= Short exercise =
Could you repeat, word for word, every line from the one containing "of the woodland" through the final line of the records below, and nothing else?

= Task material =
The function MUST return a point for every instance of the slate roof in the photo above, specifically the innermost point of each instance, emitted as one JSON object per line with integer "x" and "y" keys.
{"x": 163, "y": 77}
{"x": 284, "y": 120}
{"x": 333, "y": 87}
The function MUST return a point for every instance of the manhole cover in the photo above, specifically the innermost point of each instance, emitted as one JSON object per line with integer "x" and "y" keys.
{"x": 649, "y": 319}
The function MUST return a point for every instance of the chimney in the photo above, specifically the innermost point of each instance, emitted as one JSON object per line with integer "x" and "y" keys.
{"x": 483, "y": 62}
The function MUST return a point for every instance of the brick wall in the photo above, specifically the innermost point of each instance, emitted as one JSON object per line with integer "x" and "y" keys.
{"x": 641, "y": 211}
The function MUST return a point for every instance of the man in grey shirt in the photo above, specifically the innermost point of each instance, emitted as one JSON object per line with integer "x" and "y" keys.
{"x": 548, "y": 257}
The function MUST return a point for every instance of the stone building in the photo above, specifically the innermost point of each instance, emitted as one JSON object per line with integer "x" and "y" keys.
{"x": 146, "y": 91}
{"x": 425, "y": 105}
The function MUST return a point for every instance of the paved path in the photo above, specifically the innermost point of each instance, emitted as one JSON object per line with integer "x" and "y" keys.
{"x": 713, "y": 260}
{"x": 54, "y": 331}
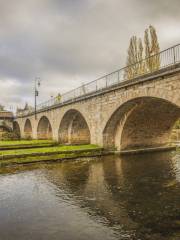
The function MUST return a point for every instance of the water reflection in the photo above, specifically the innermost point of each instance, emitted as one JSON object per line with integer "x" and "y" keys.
{"x": 129, "y": 197}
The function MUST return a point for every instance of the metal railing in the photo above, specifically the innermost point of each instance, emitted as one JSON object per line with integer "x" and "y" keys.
{"x": 166, "y": 58}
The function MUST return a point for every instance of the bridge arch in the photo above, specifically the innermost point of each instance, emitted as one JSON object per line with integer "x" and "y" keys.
{"x": 73, "y": 128}
{"x": 16, "y": 129}
{"x": 28, "y": 129}
{"x": 141, "y": 122}
{"x": 44, "y": 129}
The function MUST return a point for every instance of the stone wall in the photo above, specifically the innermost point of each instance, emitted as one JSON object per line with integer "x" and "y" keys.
{"x": 134, "y": 114}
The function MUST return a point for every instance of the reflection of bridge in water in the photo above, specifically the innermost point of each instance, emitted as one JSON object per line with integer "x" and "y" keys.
{"x": 113, "y": 111}
{"x": 140, "y": 195}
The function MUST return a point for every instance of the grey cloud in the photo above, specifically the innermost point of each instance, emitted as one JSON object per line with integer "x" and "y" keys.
{"x": 72, "y": 41}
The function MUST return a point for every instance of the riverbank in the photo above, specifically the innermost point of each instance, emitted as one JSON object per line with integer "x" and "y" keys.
{"x": 23, "y": 144}
{"x": 46, "y": 154}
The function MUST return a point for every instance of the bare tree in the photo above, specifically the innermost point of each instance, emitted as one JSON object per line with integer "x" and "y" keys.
{"x": 152, "y": 49}
{"x": 136, "y": 53}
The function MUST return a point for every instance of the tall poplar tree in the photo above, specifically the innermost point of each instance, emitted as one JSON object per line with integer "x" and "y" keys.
{"x": 137, "y": 52}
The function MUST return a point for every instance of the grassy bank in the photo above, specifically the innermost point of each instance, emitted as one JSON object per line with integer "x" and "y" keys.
{"x": 47, "y": 154}
{"x": 21, "y": 144}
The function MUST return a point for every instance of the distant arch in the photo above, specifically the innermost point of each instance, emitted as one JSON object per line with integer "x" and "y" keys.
{"x": 16, "y": 130}
{"x": 141, "y": 122}
{"x": 28, "y": 129}
{"x": 73, "y": 128}
{"x": 44, "y": 129}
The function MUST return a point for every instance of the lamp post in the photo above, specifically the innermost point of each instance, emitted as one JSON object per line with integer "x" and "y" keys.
{"x": 36, "y": 94}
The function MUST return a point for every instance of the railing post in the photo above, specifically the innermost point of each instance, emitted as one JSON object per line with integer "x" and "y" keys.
{"x": 174, "y": 55}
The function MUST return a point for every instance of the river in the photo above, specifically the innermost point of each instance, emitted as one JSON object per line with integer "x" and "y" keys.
{"x": 113, "y": 197}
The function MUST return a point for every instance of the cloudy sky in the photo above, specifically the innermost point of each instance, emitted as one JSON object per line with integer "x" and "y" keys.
{"x": 70, "y": 42}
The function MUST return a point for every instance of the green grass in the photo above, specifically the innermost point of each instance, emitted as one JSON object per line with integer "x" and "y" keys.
{"x": 24, "y": 142}
{"x": 52, "y": 154}
{"x": 53, "y": 149}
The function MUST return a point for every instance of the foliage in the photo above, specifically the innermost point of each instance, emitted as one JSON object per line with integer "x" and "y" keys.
{"x": 137, "y": 52}
{"x": 1, "y": 107}
{"x": 53, "y": 149}
{"x": 177, "y": 125}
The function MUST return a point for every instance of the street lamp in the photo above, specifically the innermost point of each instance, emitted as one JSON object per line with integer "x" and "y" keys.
{"x": 36, "y": 93}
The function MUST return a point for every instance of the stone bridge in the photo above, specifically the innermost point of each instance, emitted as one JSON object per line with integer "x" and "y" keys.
{"x": 135, "y": 113}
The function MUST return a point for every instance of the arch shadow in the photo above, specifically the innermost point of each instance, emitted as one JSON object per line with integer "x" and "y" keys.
{"x": 73, "y": 128}
{"x": 141, "y": 122}
{"x": 44, "y": 129}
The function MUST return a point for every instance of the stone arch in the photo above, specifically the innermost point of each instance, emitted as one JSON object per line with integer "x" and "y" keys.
{"x": 16, "y": 129}
{"x": 73, "y": 128}
{"x": 28, "y": 129}
{"x": 141, "y": 122}
{"x": 44, "y": 129}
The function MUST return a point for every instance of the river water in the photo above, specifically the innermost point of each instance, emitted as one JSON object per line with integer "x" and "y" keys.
{"x": 112, "y": 197}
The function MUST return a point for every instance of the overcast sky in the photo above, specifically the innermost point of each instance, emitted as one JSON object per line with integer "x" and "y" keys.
{"x": 70, "y": 42}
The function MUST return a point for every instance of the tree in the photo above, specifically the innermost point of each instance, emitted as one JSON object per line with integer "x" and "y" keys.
{"x": 134, "y": 58}
{"x": 152, "y": 49}
{"x": 1, "y": 107}
{"x": 135, "y": 65}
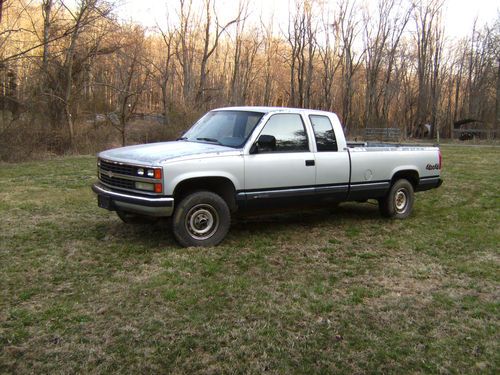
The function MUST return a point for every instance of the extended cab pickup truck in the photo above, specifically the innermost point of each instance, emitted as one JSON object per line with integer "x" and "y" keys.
{"x": 244, "y": 158}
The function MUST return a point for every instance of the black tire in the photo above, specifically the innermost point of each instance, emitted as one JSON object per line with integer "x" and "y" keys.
{"x": 201, "y": 219}
{"x": 398, "y": 203}
{"x": 131, "y": 218}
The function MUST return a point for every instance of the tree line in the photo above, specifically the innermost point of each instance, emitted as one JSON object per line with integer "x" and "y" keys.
{"x": 73, "y": 76}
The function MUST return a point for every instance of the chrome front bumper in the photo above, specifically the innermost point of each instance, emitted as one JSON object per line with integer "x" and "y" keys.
{"x": 151, "y": 206}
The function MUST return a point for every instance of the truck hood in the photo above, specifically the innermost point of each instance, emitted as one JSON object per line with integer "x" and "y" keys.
{"x": 154, "y": 153}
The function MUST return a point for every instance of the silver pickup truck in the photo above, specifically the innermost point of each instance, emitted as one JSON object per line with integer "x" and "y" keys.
{"x": 249, "y": 158}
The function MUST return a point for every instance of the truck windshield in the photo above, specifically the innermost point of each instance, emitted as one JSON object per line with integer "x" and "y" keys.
{"x": 226, "y": 128}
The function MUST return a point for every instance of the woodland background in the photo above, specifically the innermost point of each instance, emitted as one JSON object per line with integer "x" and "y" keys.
{"x": 74, "y": 78}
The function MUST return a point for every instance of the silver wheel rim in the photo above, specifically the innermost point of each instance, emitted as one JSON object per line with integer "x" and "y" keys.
{"x": 401, "y": 200}
{"x": 202, "y": 221}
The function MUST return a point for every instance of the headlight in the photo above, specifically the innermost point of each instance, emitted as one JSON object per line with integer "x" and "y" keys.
{"x": 145, "y": 186}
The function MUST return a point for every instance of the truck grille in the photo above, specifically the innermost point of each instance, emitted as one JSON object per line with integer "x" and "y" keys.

= Solution to this exercise =
The function MUST return a point for every instance of the woodland background in the photo above, specifically the innermost point of each instance, emitted as one JSON object per line with integer "x" and "y" keys.
{"x": 74, "y": 78}
The function MUST return a point for every instance of the silver wheel rim in the photo above, specifically the innermost point of each instance, emitted as one JSON object per line with integer "x" and "y" keys.
{"x": 401, "y": 200}
{"x": 202, "y": 221}
The function MUST return a point for every instance of the headlight in the photo above, specifically the innermost point of each instance, emitted as one JSON object per line with integer "x" and "y" keys.
{"x": 145, "y": 186}
The function MUST return a point for every instance of the truck grille in the photo above, specifically the innermost point of each instance, emitted as one JSON object per line with integer "x" and "y" keys.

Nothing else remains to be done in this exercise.